* [Input material]
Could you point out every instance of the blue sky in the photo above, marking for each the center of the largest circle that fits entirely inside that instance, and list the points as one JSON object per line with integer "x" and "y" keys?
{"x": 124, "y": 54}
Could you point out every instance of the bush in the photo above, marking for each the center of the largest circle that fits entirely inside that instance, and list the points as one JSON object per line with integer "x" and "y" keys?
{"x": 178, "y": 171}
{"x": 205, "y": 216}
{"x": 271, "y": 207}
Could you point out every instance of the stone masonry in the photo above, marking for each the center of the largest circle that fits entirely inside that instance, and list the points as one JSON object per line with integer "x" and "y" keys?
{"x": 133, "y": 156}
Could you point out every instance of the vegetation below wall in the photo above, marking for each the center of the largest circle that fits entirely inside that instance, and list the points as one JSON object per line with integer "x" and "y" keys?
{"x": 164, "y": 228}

* [Exercise goal]
Reproduce each line of the entries above from the one containing "Could you point out every instance of the vegetation" through the last, exactly, and no other line.

* [Solved exercise]
Could you point out every instance of the vegetation below wall in the photo above, marking for each the center of the largest circle that fits entirely inside that instance, and list the points as one JSON object per line with integer "x" and "y" keys?
{"x": 164, "y": 228}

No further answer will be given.